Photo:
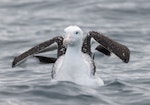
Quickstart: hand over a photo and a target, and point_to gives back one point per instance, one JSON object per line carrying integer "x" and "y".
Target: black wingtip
{"x": 112, "y": 46}
{"x": 103, "y": 50}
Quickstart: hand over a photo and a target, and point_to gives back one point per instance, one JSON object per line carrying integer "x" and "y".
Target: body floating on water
{"x": 74, "y": 60}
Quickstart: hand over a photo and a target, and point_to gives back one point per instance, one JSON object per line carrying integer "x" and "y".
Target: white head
{"x": 73, "y": 35}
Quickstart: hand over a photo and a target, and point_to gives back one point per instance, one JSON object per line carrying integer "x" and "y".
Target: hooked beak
{"x": 67, "y": 40}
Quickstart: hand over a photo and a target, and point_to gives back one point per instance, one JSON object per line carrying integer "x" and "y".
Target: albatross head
{"x": 73, "y": 36}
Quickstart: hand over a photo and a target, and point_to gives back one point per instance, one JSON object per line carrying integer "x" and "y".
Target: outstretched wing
{"x": 42, "y": 46}
{"x": 106, "y": 46}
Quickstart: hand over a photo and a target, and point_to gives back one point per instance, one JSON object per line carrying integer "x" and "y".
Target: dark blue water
{"x": 25, "y": 23}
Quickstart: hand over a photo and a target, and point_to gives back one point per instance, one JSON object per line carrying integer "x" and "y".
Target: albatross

#### To do
Copy every line of the items above word for word, leaving out the pictures.

#### Result of this task
Photo:
Quickstart: hand over a photo and a target, and point_to gives back one point per instance, one JSON object per line carrying integer "x" and "y".
Target: black wingtip
{"x": 112, "y": 46}
{"x": 103, "y": 50}
Quickstart: hand over a photo and a target, and point_to gives back one point per instance, one JSON object per line carrying integer "x" and "y".
Target: body floating on water
{"x": 74, "y": 60}
Quickstart: hand over a photo and a target, and point_to gives back one point per instance, one JSON object per line carrying integer "x" and "y".
Target: white head
{"x": 73, "y": 35}
Quickstart: hand over a photo and a target, and point_to gives back one point per instance, one JSON object per line carrying integer "x" and "y".
Target: hooked beak
{"x": 67, "y": 40}
Quickstart: hand over a photo and a target, and point_to gives back one point per instance, one JSON object per line carrying integer "x" and "y".
Target: albatross head
{"x": 73, "y": 36}
Quickstart: hand over a photo and a target, and point_to gives back one point per instance, one JSON object per line carrying integer "x" and "y".
Target: outstretched wing
{"x": 42, "y": 46}
{"x": 106, "y": 46}
Quickstart: hand over a photo and a target, and point_to gives back one point per instance, one JSON object per line carrying integer "x" and "y".
Target: dark blue water
{"x": 25, "y": 23}
Quickstart: hand over a photo and a target, and point_to gives back one point per instance, one JSON object per line carrying integer "x" and "y".
Target: albatross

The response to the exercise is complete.